TEXT EXTRACT:
- Developers: Roman Rekhler, Hamzeh Alsalhi, Oscar Vazquez
- Publisher: For Fun Labs
- Platforms: Oculus Quest; PICOXR; Steam VR;
- Genre: Virtual reality
- Modes: Single-player, multiplayer

= Eleven Table Tennis =

Virtual reality table tennis game

Eleven Table Tennis is a virtual reality (VR) table tennis game developed by For Fun Labs, Inc., and available on Steam, Pico, and Oculus gaming platforms. Eleven Table Tennis was included as exhibition sport for the inaugural Olympic Esports Week, which took place in Singapore from 22 to 25 June 2023.

== Gameplay ==
The game supports multiple languages, and uses a VR handpiece as paddles and a headset as an immersive environment for the game.
===Game modes===
Multiple modes are available to play the game.

====Single player====
Game matches proceed against a predefined AI difficulty level. The game lasts for 3 sets, with the player who scores the 10th and 11th point consecutively winning the game.

SET PROBLEM:
Continue the Eleven Table Tennis article from its last sentence. The data that comes next has nothing to do with the Eleven Table Tennis article.

DATASET ENTRIES:
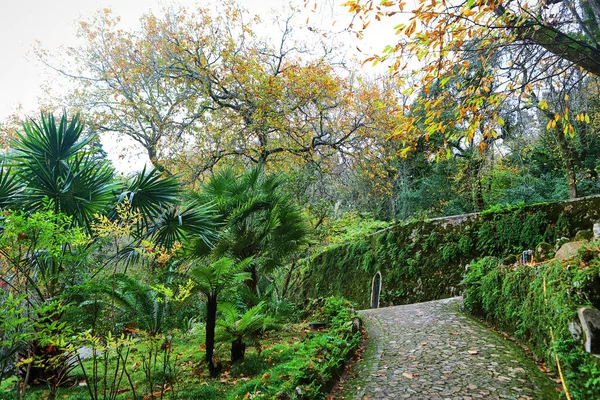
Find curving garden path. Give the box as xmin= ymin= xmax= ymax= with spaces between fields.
xmin=333 ymin=298 xmax=558 ymax=400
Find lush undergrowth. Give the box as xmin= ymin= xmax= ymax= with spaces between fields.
xmin=0 ymin=298 xmax=361 ymax=400
xmin=464 ymin=255 xmax=600 ymax=400
xmin=302 ymin=197 xmax=600 ymax=308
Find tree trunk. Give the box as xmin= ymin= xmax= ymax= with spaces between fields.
xmin=231 ymin=338 xmax=246 ymax=362
xmin=204 ymin=294 xmax=217 ymax=378
xmin=555 ymin=121 xmax=577 ymax=200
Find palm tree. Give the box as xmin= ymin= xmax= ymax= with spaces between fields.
xmin=216 ymin=302 xmax=275 ymax=362
xmin=196 ymin=166 xmax=308 ymax=291
xmin=8 ymin=112 xmax=116 ymax=229
xmin=188 ymin=257 xmax=252 ymax=377
xmin=0 ymin=113 xmax=214 ymax=390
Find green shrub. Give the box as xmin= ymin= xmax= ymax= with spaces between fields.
xmin=229 ymin=298 xmax=361 ymax=400
xmin=463 ymin=257 xmax=600 ymax=400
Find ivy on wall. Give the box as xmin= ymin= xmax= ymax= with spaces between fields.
xmin=300 ymin=197 xmax=600 ymax=308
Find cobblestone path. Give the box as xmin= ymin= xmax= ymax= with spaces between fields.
xmin=333 ymin=298 xmax=558 ymax=400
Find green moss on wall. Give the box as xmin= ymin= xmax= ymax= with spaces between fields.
xmin=464 ymin=252 xmax=600 ymax=400
xmin=301 ymin=197 xmax=600 ymax=308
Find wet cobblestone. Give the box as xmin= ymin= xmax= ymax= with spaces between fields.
xmin=333 ymin=298 xmax=558 ymax=400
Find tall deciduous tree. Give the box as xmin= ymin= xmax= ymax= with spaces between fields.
xmin=48 ymin=3 xmax=393 ymax=183
xmin=328 ymin=0 xmax=600 ymax=148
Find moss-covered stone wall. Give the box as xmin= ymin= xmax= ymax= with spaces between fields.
xmin=300 ymin=196 xmax=600 ymax=308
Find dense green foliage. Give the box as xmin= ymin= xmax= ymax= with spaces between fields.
xmin=224 ymin=298 xmax=361 ymax=399
xmin=464 ymin=254 xmax=600 ymax=400
xmin=0 ymin=114 xmax=326 ymax=399
xmin=302 ymin=198 xmax=600 ymax=308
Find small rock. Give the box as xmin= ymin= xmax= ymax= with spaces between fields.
xmin=555 ymin=241 xmax=585 ymax=261
xmin=575 ymin=229 xmax=594 ymax=242
xmin=569 ymin=321 xmax=583 ymax=341
xmin=577 ymin=308 xmax=600 ymax=354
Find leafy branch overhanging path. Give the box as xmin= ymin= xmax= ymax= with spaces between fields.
xmin=334 ymin=298 xmax=558 ymax=400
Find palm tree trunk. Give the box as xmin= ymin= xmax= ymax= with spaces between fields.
xmin=205 ymin=294 xmax=217 ymax=378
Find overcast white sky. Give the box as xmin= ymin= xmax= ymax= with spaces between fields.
xmin=0 ymin=0 xmax=396 ymax=170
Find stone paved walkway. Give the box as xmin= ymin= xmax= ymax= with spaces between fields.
xmin=333 ymin=298 xmax=558 ymax=400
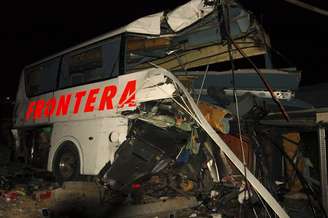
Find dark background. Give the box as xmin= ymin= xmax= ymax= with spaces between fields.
xmin=0 ymin=0 xmax=328 ymax=97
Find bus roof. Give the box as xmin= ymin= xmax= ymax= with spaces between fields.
xmin=26 ymin=0 xmax=214 ymax=67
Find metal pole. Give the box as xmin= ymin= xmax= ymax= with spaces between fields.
xmin=318 ymin=126 xmax=328 ymax=213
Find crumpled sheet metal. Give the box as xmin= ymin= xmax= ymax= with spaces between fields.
xmin=158 ymin=68 xmax=289 ymax=218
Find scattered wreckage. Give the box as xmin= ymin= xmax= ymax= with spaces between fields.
xmin=9 ymin=0 xmax=324 ymax=217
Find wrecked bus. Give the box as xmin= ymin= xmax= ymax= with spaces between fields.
xmin=14 ymin=0 xmax=320 ymax=217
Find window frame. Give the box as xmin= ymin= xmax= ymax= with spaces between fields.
xmin=23 ymin=33 xmax=126 ymax=98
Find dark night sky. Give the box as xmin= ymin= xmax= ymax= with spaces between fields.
xmin=0 ymin=0 xmax=328 ymax=99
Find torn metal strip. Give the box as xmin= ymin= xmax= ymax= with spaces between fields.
xmin=159 ymin=69 xmax=289 ymax=218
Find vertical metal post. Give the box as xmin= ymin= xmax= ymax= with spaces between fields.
xmin=318 ymin=126 xmax=328 ymax=213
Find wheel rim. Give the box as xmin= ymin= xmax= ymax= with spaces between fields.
xmin=59 ymin=152 xmax=77 ymax=180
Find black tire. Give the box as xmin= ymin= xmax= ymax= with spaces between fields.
xmin=53 ymin=142 xmax=81 ymax=184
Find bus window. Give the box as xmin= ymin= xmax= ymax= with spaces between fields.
xmin=59 ymin=38 xmax=120 ymax=88
xmin=25 ymin=58 xmax=59 ymax=97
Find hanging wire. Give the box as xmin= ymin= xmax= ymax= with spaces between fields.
xmin=222 ymin=0 xmax=251 ymax=202
xmin=196 ymin=64 xmax=210 ymax=104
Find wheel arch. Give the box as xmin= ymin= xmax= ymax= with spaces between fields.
xmin=48 ymin=136 xmax=84 ymax=174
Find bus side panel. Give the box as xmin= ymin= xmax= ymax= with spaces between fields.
xmin=13 ymin=71 xmax=33 ymax=128
xmin=51 ymin=78 xmax=118 ymax=122
xmin=48 ymin=117 xmax=127 ymax=175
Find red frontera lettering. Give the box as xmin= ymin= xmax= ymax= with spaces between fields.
xmin=25 ymin=80 xmax=137 ymax=121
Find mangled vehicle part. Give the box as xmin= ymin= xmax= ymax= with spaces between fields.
xmin=102 ymin=68 xmax=288 ymax=217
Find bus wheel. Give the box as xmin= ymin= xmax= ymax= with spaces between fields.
xmin=53 ymin=143 xmax=80 ymax=183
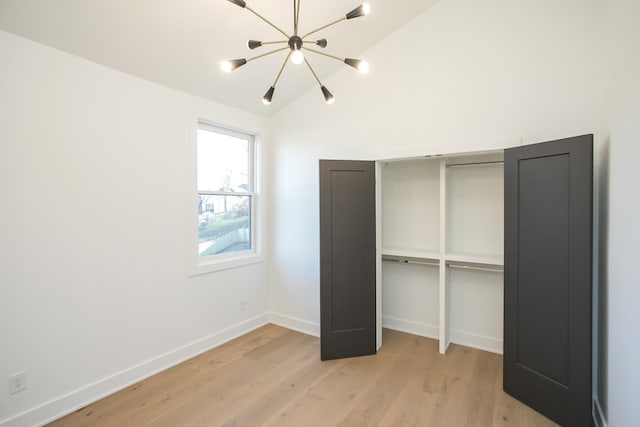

RIGHT ANSWER:
====Multiplayer====
This mode allows the player to choose an opponent's level of skill, distance from the player's own location, city, or country, and the replay interval (which defaults to 4 hours). Setting the replay interval to 0 allows those two players to be connected again automatically immediately after the game finishes.

====Practice mode====
In practice mode, the player can practice or play multiple mini games. The game's publisher has announced a partnership with STIGA Sports which will add more game modes to the gameplay.

====Landing page practice mode====
By selecting "auto-serve for the AI" and setting a fixed location and fixed size of the table area, the ball will be returned by the AI almost 95% to that area and within the fixed size. This mode has no scoring.

====Machine throwing balls====
The second practice mode is machine-based. By setting altitude, speed, and curve on the machine, players can coordinate a custom practice mode which will keep serving balls in the selected manner. This mode has no scoring.

====Minigames====
There are other mini games built-in, including beer pong, quadrants, and wall tennis.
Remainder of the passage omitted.